SÉLECTION:
L'avènement de l'uber-société

Mais le pire viendra sans doute du changement de cap violent en matière de protection sociale. L'uber-société ne se fixe plus comme rôle de protéger les plus démunis, socialement et financièrement. L'uber-société ne protège plus les individus, elle protège l'individualisme. L'uber-société s'organise pour permettre à quelques-uns de pouvoir réaliser leur rêve d'écraser tout le monde pour parvenir en bout de chaîne alimentaire et devenir milliardaire. Mais "chacun a sa chance", nous dit-on. L'intérêt dit "collectif" est alors de permettre à une poignée d'entre nous de devenir sur-puissants, en espérant qu'un jour ces nouveaux privilégiés daignent redistribuer quelques miettes autour d'eux.

Cette vision dogmatique de la société, et de l'économie, nous est en fait assénée depuis plusieurs décennies : pour que l'économie fonctionne, il faut, nous dit-on, des gens riches et des entreprises riches pour qu'ils et elles puissent nourrir "les autres". Ou, dans une version plus alarmiste, pour lutter contre le chômage il faut d'abord enrichir les employeurs afin qu'ils puissent, nous répête-t-on sans relâche depuis 35 ans, embaucher. Pour quelle efficacité ? À partir de quelle accumulation de richesse ceux qui la détiennent se décident-ils à la partager, en admettant qu'ils le fassent jamais ? La dérégulation à outrance tire-t-elle vraiment l'ensemble de la société vers le haut, ou seulement une poignée de privilégiés dont l'appétit pour l'accumulation de richesses n'a aucune limite ?

EXTRAIT DES DONNÉES:

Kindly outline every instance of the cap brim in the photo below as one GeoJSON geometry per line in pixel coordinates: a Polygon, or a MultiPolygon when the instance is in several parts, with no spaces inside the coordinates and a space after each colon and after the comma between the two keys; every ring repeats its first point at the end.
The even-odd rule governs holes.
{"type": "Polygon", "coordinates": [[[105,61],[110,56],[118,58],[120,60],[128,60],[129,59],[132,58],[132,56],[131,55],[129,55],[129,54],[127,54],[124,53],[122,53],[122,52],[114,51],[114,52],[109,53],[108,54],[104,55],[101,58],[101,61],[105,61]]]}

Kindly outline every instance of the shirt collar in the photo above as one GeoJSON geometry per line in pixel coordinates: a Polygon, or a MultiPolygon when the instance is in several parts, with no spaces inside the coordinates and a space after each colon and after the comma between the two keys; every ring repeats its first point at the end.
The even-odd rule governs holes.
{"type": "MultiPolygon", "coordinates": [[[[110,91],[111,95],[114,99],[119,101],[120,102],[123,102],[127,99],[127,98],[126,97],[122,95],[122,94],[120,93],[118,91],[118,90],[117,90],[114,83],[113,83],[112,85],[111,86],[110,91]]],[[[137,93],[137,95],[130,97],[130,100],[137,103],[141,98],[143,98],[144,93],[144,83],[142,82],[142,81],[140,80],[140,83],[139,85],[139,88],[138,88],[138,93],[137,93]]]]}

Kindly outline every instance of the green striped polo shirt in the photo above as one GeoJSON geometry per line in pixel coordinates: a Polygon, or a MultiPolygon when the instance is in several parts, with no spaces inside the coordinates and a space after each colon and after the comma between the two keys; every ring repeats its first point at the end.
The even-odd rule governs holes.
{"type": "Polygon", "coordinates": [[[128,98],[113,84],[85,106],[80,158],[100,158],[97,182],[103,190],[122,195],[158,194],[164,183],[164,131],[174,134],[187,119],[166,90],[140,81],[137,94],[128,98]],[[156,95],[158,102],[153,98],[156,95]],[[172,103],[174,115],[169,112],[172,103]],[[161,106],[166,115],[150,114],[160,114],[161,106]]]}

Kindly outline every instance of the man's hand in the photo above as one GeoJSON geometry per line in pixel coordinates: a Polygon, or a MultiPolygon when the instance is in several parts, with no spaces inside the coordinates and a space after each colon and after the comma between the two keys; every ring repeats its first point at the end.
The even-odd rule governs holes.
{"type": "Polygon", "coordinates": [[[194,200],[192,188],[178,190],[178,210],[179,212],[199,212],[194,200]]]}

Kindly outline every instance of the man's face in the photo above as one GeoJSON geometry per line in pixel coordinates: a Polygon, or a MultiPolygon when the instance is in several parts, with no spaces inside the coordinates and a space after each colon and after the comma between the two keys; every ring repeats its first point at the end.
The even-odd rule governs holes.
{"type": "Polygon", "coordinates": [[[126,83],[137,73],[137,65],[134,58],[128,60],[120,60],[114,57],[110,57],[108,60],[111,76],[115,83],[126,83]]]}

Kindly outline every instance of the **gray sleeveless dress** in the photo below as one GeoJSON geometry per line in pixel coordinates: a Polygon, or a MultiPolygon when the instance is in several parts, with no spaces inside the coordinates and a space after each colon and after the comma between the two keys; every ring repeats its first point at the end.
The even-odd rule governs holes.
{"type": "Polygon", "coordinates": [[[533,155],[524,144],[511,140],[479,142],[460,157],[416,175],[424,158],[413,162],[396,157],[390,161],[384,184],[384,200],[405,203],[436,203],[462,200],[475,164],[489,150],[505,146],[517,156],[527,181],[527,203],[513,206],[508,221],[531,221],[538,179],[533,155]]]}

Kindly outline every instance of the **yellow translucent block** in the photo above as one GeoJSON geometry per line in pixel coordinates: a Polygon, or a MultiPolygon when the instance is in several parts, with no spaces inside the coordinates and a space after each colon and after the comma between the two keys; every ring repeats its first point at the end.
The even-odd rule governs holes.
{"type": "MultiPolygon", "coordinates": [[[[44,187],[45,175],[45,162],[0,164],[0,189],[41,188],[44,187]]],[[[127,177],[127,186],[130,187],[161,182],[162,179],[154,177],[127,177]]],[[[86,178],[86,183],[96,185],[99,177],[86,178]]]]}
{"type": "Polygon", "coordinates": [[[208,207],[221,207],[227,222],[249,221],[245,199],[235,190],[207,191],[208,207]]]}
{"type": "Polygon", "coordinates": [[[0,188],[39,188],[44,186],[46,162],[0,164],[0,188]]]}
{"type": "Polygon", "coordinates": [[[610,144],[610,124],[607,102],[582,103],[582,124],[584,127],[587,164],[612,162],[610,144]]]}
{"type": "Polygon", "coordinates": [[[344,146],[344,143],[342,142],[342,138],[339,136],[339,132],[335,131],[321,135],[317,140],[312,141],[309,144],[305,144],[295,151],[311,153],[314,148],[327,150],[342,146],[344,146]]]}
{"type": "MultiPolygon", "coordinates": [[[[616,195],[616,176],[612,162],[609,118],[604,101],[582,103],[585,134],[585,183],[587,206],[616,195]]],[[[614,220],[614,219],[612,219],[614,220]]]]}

LISTE DES TÂCHES:
1 - Répondez brièvement à ces questions à partir de la sélection.
(a) D'après la sélection, d'où viendra sans doute le pire ?
(b) Que protège l'uber-société, à la place des individus ?
(c) Depuis combien d'années répète-t-on qu'il faut enrichir les employeurs pour qu'ils embauchent ?
2 - Pour chaque affirmation, indiquez si la sélection la confirme (oui ou non), puis citez les mots du texte qui tranchent.
(a) L'uber-société se donne encore pour rôle de protéger les plus démunis.
(b) La vision dogmatique de la société et de l'économie est assénée depuis plusieurs décennies.
(c) L'intérêt dit « collectif » consiste à permettre à une poignée de personnes de devenir sur-puissantes.

RÉPONSES PAR TÂCHE:
1 -
(a) Du changement de cap violent en matière de protection sociale.
(b) L'individualisme.
(c) Depuis 35 ans.

2 -
(a) Non : « L'uber-société ne se fixe plus comme rôle de protéger les plus démunis, socialement et financièrement. »
(b) Oui : « Cette vision dogmatique de la société, et de l'économie, nous est en fait assénée depuis plusieurs décennies »
(c) Oui : « L'intérêt dit "collectif" est alors de permettre à une poignée d'entre nous de devenir sur-puissants »